### WORK ITEM
Output only the entries, exactly as given, without the pictures.

-=-=-

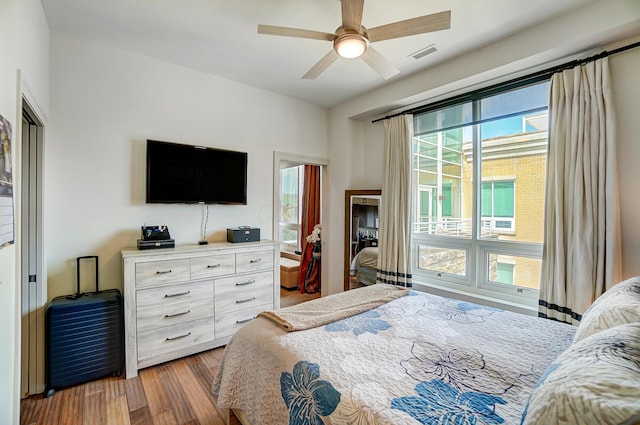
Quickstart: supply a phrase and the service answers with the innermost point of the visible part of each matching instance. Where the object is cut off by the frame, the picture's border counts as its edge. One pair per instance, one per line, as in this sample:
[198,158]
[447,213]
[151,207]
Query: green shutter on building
[503,202]
[486,201]
[446,202]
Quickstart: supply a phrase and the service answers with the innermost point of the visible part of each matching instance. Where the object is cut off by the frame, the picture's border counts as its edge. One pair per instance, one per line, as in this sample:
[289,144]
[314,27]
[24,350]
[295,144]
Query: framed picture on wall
[6,184]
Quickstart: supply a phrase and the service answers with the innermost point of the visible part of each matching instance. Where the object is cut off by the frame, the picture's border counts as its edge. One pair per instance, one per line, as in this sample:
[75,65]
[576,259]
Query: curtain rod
[536,76]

-=-=-

### ANSWER BOX
Quickstart: supply a phrase and the service answers with the innermost point of the visible part of each matching instance. Where the object is cut off by the frame, the picture's border counts as its edge. One pair per instance, one per line, as in this sample:
[198,158]
[447,213]
[151,207]
Query: green shutter on building
[503,202]
[486,201]
[446,202]
Quickstart: supply a phrase and the service answers with the innermost point of the visible part of each matching instance. Where the object is cut off by the frame, the picture's border counts as its edge. One pair per instance, one per line, as in this sample:
[289,144]
[314,27]
[24,350]
[295,144]
Query: framed picture on wall
[6,184]
Quickstart: supply a phrase and the service answers with the innermost point of the visible part of each matching instance. Where the object is cut off by the frame, the picture's border counts as its edge. One pair per instance, one per line, as in this sample:
[75,65]
[576,259]
Query: curtain rod
[536,76]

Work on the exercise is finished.